>> begin
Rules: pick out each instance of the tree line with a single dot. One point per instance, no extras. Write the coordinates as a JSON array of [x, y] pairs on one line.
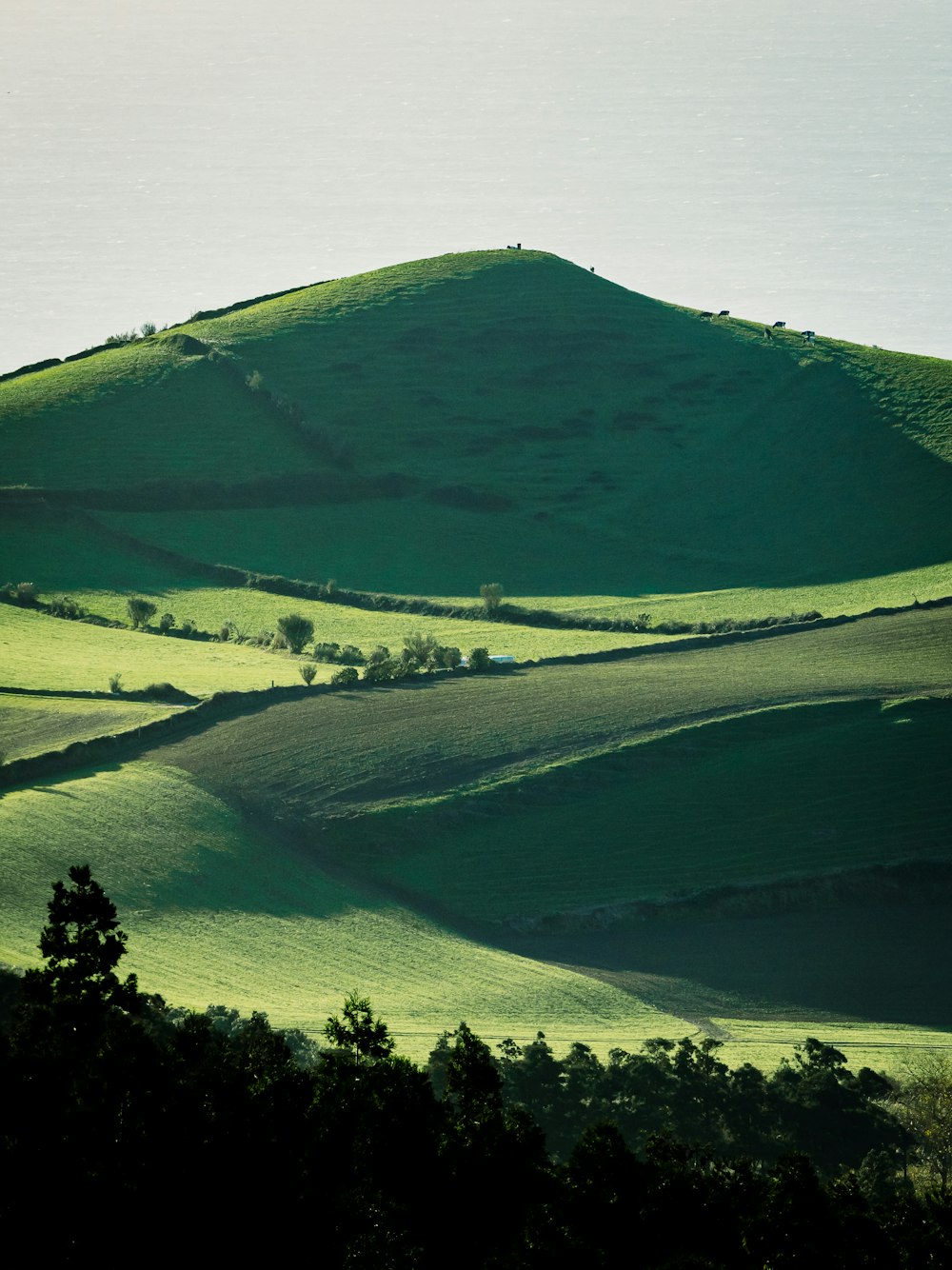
[[125, 1121]]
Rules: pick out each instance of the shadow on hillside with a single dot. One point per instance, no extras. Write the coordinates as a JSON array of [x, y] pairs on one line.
[[883, 962]]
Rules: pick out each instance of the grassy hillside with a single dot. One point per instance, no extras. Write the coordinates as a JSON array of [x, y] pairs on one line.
[[744, 839], [343, 752], [537, 417], [40, 652], [253, 611], [219, 911], [148, 411], [36, 724], [781, 795]]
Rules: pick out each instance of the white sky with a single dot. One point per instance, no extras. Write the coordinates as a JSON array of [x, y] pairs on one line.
[[779, 159]]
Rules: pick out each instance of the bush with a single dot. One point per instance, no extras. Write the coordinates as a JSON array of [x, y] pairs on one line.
[[163, 691], [67, 607], [296, 630], [345, 679], [479, 661], [491, 594], [384, 669], [140, 611]]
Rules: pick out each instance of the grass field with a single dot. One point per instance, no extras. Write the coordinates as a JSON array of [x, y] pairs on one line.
[[780, 795], [41, 652], [253, 611], [348, 751], [34, 724], [219, 912], [501, 417], [59, 550], [856, 596], [147, 411], [555, 430]]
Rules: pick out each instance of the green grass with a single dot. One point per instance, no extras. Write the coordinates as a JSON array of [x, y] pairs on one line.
[[786, 794], [61, 550], [628, 447], [857, 596], [34, 724], [41, 652], [253, 611], [345, 752], [219, 912], [128, 415]]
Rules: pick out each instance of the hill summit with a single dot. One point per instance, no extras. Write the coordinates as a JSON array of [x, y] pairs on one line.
[[433, 423]]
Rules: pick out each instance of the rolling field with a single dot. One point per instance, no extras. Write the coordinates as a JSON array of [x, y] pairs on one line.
[[41, 652], [254, 609], [857, 596], [775, 797], [59, 550], [219, 912], [36, 724], [148, 411], [746, 840], [353, 751], [547, 428]]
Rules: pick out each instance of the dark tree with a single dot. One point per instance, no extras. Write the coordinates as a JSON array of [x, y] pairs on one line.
[[83, 946], [360, 1031], [140, 611], [491, 593], [297, 630]]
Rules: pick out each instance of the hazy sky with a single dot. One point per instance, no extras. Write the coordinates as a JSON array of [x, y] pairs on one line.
[[779, 159]]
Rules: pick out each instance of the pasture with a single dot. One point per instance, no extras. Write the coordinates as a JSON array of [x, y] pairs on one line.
[[772, 798], [219, 911], [42, 652], [353, 751], [36, 724], [744, 840], [253, 611]]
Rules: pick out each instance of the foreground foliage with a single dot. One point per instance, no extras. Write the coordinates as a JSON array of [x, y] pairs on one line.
[[183, 1111]]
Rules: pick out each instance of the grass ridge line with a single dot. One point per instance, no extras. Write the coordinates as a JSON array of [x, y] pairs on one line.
[[506, 615]]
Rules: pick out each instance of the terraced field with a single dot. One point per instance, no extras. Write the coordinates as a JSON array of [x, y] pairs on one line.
[[41, 652], [347, 751], [36, 724], [216, 911], [745, 839]]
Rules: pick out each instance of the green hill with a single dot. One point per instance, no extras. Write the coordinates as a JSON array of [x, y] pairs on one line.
[[498, 411], [743, 835]]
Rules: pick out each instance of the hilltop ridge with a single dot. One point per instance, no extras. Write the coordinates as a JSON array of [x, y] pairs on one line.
[[510, 396]]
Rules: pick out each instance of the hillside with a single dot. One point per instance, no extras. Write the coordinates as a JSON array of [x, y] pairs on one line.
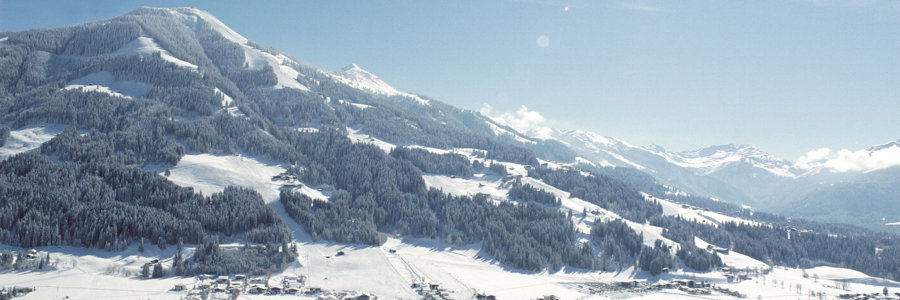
>> end
Work to be completed ▸
Copy all of the material above word for word, without the pictures.

The completed task ▸
Rules: pick out each instance of the tree line with a single dot. One point per instance, no extras. Write the coordinates as a JSON array of [x, y] pairs on one line.
[[125, 1121]]
Rules: pick out each instance of the shadow on hillside with a single dot. One point per instance, no extras. Write the coordinates as a JSON array of [x, y] pairs on one line.
[[883, 962]]
Rules: pick out each instance of the grassy hillside with a single dot. One point per instance, no extras. Write the coordinates as a JSON array of [x, y] pairs on one line.
[[744, 839], [343, 752], [537, 417], [40, 652], [253, 611], [219, 911], [148, 411], [36, 724], [781, 795]]
Rules: pick out each instance of the white sky with a single dot. One point per instance, no extras. Write the coordinates as a JSON array of [x, y] pairs on one line.
[[779, 159]]
Rules: pick out each instance of the bush with a single dot. One point per instance, no extras. Write the coordinates as a JSON array of [x, y] pairs on one line.
[[163, 691], [67, 607], [296, 630], [345, 679], [479, 661], [491, 594], [384, 669], [140, 611]]
Rules: pick out each instance of the grass field with a single dot. One point per instance, no extras. Write the coordinates as a JSON array of [x, y] pairs on one line.
[[780, 795], [41, 652], [253, 611], [348, 751], [34, 724], [219, 912], [501, 417], [59, 550], [856, 596], [147, 411], [555, 430]]
Rules: pick out each instance of the green grass with a single dot. One point per instance, no extras. Write the coordinates as a JSON array of [x, y] pairs on one line.
[[786, 794], [61, 550], [628, 447], [857, 596], [34, 724], [41, 652], [253, 611], [345, 752], [219, 912], [128, 415]]
Rules: pick out each instance of the hill summit with a single dot. One point per instance, no extras. Write the coordinates as a JSON array of [x, y] pairs on one line.
[[433, 423]]
Rules: pick out each instance of the rolling field with a single dot. One point per instance, no extras. Write the coordinates as a JSON array of [x, y] pairs on one line.
[[41, 652], [254, 609], [857, 596], [775, 797], [59, 550], [219, 912], [36, 724], [148, 411], [746, 840], [353, 751], [547, 428]]
Rules: pick out each instance of the dark tree with a single dot. One point per instance, no extras. Write the coordinates as a JSON array of [x, y] pairs on one line.
[[83, 946], [360, 1031], [140, 611], [491, 593], [297, 630]]
Rules: pick out each instance of the hazy sky with a single dot. One point per instance, no extras. Write the coordinates as a JSON array of [x, y] pairs on one line.
[[779, 159]]
Rules: pick out each instance of the pasture with a single dot. One point per instance, no extras. Write the coordinates as a JSON array of [x, y] pairs on one line.
[[772, 798], [219, 911], [42, 652], [353, 751], [36, 724], [744, 840], [253, 611]]
Rules: pick out each instance of the foreground foliage with a single dot. One point per instance, no extras. Write the coordinates as a JSON array of [x, y] pairs on one line.
[[183, 1111]]
Rules: pick out each instance of the grass ridge line with a single dot. One point per instance, no extras. Write the coordinates as a JSON array of [x, y] pairs on one line.
[[506, 615]]
Rules: pick out each instance of the terraced field with a single dot. One point per instance, no extras. Write the coordinates as a JSON array of [x, y] pairs on one line.
[[41, 652], [347, 751], [36, 724], [216, 911], [745, 839]]
Rules: pick out each instance of the green hill with a single dot. One point per instance, no extras. Write the coordinates as a JSON array of [x, y] pairs on one line.
[[498, 411], [743, 835]]
Rules: pick out each instance of the hilltop ridge with a single dot. One point per instance, no extras. Write the coordinates as a JSON array of [x, y] pairs on one line.
[[510, 396]]
Rules: pick out each instance of the hillside with a single dot. One point per instance, no extras. Write the coordinates as a JSON array of [x, y] pairs on one line.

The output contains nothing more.